**Using the information**
1. In the review, quote everything from "While I was" down to "tell their tales.".
2. According to the review, which two figures from the scene died while the writer was reading the book?
3. Translate this sentence from the review into Spanish: "It felt apposite to be reading about their achievements as youths; a reminder that things don’t stretch on forever."

**Passage shown**
========================
The story continues up to the time when I started paying attention to local music beyond the mainstream, when Dave Graney became ascendant, and bands like You Am I and The Cruel Sea went from dozens of punters to thousands. I was too young to know most of the music covered in the book’s earlier chapters – though I made up for that in my university years – so it’s great to have the ins and outs of band and label developments laid out so plainly. There’s a lot more detail about some than others – you’ll probably learn more about Tex Perkins’ career than you thought you needed to know – but none of it is gratuitous, even if you’re not a fan of the band at hand.
While I was reading the book, two titans of the scene (and key figures in the text) – promoter Ken West and the Saints’ Chris Bailey – died. It felt apposite to be reading about their achievements as youths; a reminder that things don’t stretch on forever. Indeed, they were the latest of a long list of departures: while many of the book’s protagonists persevere (including the apparently guided-by-angels Nick Cave), a load more aren’t here to tell their tales.
It’s not just your favorites that are missing, plenty of mine are too! So you were a fan of, what? The Stems? The Moffs? The Wreckery? The Lime Spiders? The Passengers? Painters & Dockers? I Spit On Your Gravy? The Psychotic Turnbuckles? The Vaginabillies? Soggy Porridge? Well, I was a fan of Tactics, the Wet Taxis, Equal Local, the Primitive Calculators, the Sunday Painters, Essendon Airport, the Feral Dinosaurs, the Lucky Dinosaurs, the Craven Fops, Crown of Thorns, Asteroid B-612, Love Me—most of them are hardly covered here either.
========================
**Supplied information**

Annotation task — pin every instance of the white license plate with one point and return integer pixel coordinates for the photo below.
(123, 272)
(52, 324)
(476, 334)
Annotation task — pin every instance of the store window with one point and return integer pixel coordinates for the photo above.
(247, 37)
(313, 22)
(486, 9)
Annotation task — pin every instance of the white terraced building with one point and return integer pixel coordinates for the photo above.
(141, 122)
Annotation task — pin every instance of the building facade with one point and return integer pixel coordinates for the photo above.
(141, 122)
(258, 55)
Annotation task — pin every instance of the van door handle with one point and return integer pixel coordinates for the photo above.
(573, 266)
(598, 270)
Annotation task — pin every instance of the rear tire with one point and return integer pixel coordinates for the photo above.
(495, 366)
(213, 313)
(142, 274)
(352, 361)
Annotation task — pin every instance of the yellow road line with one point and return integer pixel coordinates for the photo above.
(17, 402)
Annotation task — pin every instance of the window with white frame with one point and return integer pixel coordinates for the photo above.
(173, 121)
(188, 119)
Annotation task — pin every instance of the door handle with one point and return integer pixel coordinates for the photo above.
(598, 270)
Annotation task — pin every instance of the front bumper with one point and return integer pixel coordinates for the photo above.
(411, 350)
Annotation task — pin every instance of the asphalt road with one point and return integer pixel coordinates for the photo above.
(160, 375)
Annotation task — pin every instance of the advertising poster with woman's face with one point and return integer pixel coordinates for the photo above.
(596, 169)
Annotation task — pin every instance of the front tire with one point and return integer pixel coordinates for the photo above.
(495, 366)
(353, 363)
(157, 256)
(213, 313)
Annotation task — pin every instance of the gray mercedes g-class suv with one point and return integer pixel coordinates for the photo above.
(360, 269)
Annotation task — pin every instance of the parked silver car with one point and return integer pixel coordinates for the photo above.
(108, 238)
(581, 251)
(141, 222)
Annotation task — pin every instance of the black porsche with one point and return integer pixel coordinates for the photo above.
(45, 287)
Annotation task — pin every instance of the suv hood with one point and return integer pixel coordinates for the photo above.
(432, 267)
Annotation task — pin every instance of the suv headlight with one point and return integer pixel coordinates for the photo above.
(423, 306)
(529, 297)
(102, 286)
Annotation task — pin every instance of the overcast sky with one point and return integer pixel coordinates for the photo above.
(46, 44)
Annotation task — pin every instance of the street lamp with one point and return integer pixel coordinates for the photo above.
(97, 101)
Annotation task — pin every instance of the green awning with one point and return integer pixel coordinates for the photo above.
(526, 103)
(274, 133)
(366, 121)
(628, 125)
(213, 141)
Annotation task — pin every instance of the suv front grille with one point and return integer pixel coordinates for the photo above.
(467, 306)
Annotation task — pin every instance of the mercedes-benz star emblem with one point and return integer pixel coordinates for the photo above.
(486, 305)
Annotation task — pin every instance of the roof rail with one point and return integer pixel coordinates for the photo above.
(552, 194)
========================
**Responses per task**
1.
While I was reading the book, two titans of the scene (and key figures in the text) – promoter Ken West and the Saints’ Chris Bailey – died. It felt apposite to be reading about their achievements as youths; a reminder that things don’t stretch on forever. Indeed, they were the latest of a long list of departures: while many of the book’s protagonists persevere (including the apparently guided-by-angels Nick Cave), a load more aren’t here to tell their tales.

2. Promoter Ken West and the Saints’ Chris Bailey.

3. Parecía oportuno estar leyendo sobre sus logros de jóvenes; un recordatorio de que las cosas no duran para siempre.